Kaggle and external dataset roadmap

The built-in gallery intentionally uses sklearn datasets and synthetic generators so that examples run without network access, API keys, or large downloads. The next expansion path is to add optional Kaggle/external-data examples behind explicit commands.

Why optional?

External datasets are useful for adoption, but they should not make tests or documentation builds fragile. Large downloads, license terms, credentials, and changing dataset URLs should stay outside core package validation.

Candidate external examples

Kaggle-ready use-case candidates

Application

Dataset family

Why it fits robustcov

Credit-card fraud

Kaggle Credit Card Fraud Detection

Extreme class imbalance and tabular anomaly screening are natural robust-distance use cases.

IEEE-CIS transaction fraud

IEEE-CIS Fraud Detection competition data

High-dimensional transaction features make robust preprocessing and screening useful.

Industrial equipment monitoring

Predictive-maintenance / sensor fault datasets

Robust distance profiles are easy for engineers to inspect; compare honestly against IsolationForest.

Medical tabular screening

UCI/Kaggle diagnostic datasets

Robust distances provide interpretable patient-level anomaly scores.

Suggested implementation pattern

External examples should follow this pattern:

python examples_external/kaggle_credit_card_fraud.py --data /path/to/creditcard.csv

The script should never download data silently. It should print the expected schema, save metrics, create plots, and write a short Markdown summary into results/external/.

Documentation strategy

Each external dataset should get a page with:

  • where to obtain the data;

  • expected file names and columns;

  • preprocessing notes;

  • baseline comparisons;

  • robustcov output and plots;

  • limitations and licensing caveats.

QUESTIONS:
- a) Answer these questions about the dataset roadmap, one line each:
(i) What does the built-in gallery use in place of external data?
(ii) Which dataset family is listed for industrial equipment monitoring?
(iii) Into which directory should an external script write its short Markdown summary?
- b) List every item the dataset roadmap says each external dataset's documentation page should include.
- c) Extract the part of the dataset roadmap that starts at the words "Each external dataset" and ends after "and licensing caveats.".

GIVEN DATA:
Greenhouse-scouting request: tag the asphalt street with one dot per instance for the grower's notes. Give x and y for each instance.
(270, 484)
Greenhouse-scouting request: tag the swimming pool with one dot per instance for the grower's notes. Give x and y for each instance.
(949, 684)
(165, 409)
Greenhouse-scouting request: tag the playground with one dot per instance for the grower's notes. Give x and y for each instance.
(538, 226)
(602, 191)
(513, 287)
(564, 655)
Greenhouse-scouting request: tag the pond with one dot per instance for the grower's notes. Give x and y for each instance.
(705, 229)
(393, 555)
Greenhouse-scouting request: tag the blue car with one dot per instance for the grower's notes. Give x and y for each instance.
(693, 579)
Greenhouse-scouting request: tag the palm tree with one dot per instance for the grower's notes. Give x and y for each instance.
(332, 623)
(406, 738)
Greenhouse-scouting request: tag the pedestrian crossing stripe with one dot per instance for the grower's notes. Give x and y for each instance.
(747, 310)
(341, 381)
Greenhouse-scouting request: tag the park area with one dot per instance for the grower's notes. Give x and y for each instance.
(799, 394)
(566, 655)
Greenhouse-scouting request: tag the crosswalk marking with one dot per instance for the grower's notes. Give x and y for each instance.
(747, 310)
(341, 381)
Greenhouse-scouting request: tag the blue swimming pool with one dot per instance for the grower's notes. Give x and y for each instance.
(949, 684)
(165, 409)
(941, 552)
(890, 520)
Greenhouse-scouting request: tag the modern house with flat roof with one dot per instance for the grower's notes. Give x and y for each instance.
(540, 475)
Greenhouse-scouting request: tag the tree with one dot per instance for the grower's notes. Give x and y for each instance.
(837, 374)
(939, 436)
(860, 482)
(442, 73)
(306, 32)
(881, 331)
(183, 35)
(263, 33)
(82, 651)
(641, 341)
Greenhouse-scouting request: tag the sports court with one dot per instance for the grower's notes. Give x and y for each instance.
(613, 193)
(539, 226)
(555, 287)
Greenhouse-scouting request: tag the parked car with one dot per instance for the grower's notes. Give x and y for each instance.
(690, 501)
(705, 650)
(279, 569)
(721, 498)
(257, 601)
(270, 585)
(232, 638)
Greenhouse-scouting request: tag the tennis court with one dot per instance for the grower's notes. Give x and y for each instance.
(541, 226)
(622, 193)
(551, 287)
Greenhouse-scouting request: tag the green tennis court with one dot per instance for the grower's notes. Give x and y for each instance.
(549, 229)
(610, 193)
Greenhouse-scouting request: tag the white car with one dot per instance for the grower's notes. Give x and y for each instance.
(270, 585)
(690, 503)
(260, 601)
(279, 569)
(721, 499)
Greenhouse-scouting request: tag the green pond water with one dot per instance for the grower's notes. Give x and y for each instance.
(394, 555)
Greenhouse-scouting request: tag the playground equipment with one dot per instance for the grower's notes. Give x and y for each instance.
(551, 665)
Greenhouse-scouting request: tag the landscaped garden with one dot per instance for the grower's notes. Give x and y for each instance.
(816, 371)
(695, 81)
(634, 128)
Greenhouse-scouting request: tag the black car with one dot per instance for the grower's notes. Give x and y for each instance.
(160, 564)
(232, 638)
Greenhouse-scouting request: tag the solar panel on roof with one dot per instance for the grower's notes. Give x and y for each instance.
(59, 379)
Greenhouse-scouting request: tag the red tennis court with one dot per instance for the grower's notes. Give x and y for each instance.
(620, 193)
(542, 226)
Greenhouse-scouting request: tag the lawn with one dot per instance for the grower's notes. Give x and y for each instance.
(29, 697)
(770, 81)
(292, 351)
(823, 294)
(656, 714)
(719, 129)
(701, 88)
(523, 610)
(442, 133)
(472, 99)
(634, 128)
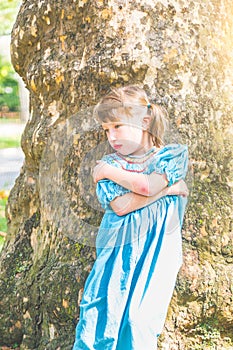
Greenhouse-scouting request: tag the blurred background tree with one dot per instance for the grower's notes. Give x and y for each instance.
(9, 92)
(13, 97)
(8, 12)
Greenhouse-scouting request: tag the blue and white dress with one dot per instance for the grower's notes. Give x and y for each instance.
(128, 291)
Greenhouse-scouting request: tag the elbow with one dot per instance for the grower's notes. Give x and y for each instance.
(145, 190)
(119, 211)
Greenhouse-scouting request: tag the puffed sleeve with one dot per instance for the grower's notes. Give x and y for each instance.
(173, 161)
(107, 191)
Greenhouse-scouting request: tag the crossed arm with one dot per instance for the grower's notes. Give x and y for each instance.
(145, 189)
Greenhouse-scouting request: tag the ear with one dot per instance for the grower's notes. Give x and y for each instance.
(146, 122)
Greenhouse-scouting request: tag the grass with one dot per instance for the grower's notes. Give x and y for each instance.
(3, 222)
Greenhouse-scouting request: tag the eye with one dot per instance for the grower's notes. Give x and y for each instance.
(117, 126)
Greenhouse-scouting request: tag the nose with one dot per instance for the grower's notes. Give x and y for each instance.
(111, 134)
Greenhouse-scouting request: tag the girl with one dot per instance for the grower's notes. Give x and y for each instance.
(139, 253)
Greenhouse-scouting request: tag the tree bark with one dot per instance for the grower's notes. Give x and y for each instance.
(68, 56)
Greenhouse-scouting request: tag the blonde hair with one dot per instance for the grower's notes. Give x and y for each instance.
(132, 100)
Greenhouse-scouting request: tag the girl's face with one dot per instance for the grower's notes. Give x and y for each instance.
(128, 136)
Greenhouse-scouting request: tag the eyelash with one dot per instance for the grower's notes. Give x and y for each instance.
(116, 127)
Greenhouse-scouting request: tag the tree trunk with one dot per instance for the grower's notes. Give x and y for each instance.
(180, 51)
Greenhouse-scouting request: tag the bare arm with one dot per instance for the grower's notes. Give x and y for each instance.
(131, 201)
(142, 184)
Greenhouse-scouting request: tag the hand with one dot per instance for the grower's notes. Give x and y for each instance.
(178, 189)
(100, 170)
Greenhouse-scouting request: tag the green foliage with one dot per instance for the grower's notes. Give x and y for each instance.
(9, 142)
(8, 13)
(9, 95)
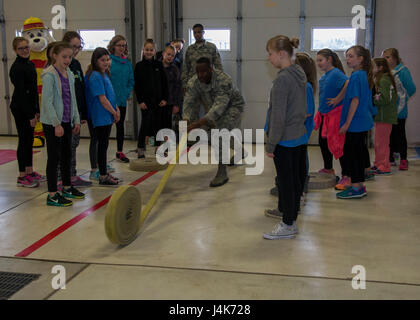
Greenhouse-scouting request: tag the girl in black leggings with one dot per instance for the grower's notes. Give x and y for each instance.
(102, 110)
(25, 109)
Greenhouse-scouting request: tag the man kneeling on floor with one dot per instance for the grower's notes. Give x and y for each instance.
(223, 105)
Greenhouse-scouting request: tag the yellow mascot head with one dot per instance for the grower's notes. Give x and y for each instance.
(39, 37)
(37, 34)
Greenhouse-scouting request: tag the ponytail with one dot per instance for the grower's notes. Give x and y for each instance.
(335, 60)
(366, 63)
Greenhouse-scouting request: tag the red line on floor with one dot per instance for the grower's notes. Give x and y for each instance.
(35, 246)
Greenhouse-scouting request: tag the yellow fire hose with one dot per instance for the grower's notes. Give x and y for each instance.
(123, 219)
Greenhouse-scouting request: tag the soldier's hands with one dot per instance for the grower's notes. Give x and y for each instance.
(76, 129)
(59, 131)
(162, 103)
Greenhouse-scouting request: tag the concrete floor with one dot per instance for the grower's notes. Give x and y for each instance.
(202, 243)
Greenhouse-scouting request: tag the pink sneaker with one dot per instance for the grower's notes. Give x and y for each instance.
(343, 184)
(79, 182)
(27, 182)
(327, 171)
(37, 177)
(404, 165)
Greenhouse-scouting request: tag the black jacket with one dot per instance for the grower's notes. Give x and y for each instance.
(150, 82)
(174, 85)
(79, 86)
(25, 99)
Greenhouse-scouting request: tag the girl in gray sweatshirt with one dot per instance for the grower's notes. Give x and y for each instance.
(286, 140)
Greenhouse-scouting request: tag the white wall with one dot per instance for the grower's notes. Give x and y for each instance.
(398, 26)
(263, 19)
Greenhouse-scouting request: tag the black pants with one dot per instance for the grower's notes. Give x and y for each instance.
(327, 156)
(366, 156)
(291, 174)
(93, 146)
(59, 151)
(120, 129)
(25, 142)
(355, 150)
(149, 125)
(102, 134)
(398, 141)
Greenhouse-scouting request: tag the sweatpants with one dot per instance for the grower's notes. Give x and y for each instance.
(102, 134)
(382, 134)
(398, 141)
(93, 146)
(59, 152)
(120, 129)
(355, 152)
(149, 125)
(25, 142)
(290, 166)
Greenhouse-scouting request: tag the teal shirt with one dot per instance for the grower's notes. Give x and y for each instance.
(122, 78)
(52, 106)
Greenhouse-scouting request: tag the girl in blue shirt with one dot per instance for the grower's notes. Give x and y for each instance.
(122, 78)
(332, 88)
(357, 119)
(308, 65)
(102, 108)
(406, 89)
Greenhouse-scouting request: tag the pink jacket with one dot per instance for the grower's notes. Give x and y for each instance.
(330, 130)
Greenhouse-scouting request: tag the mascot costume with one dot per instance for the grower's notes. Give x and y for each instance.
(39, 37)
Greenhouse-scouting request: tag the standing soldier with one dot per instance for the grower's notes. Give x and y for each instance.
(223, 104)
(201, 48)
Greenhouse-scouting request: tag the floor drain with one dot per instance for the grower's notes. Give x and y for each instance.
(10, 283)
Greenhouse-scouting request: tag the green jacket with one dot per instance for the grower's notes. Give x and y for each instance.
(386, 101)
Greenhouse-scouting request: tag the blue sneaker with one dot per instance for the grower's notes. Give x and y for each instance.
(383, 173)
(352, 193)
(94, 175)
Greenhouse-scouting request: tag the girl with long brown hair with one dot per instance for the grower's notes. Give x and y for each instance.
(357, 119)
(386, 100)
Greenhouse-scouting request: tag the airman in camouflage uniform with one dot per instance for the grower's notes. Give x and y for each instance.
(223, 104)
(201, 48)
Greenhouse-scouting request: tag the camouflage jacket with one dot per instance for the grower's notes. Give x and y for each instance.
(219, 98)
(195, 52)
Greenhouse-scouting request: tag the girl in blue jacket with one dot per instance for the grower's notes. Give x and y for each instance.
(122, 79)
(405, 89)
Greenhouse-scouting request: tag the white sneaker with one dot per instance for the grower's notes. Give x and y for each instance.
(282, 231)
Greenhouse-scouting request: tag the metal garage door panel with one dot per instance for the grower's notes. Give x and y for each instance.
(215, 9)
(257, 32)
(271, 8)
(328, 8)
(255, 115)
(96, 10)
(257, 80)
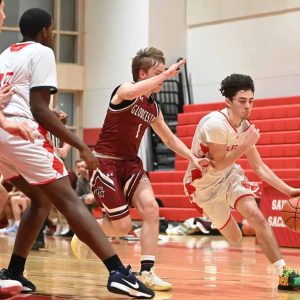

TASK RESULTS:
- a)
(i) sklearn datasets and synthetic generators
(ii) Predictive-maintenance / sensor fault datasets
(iii) results/external/

- b)
- where to obtain the data
- expected file names and columns
- preprocessing notes
- baseline comparisons
- robustcov output and plots
- limitations and licensing caveats

- c)
Each external dataset should get a page with:

  • where to obtain the data;

  • expected file names and columns;

  • preprocessing notes;

  • baseline comparisons;

  • robustcov output and plots;

  • limitations and licensing caveats.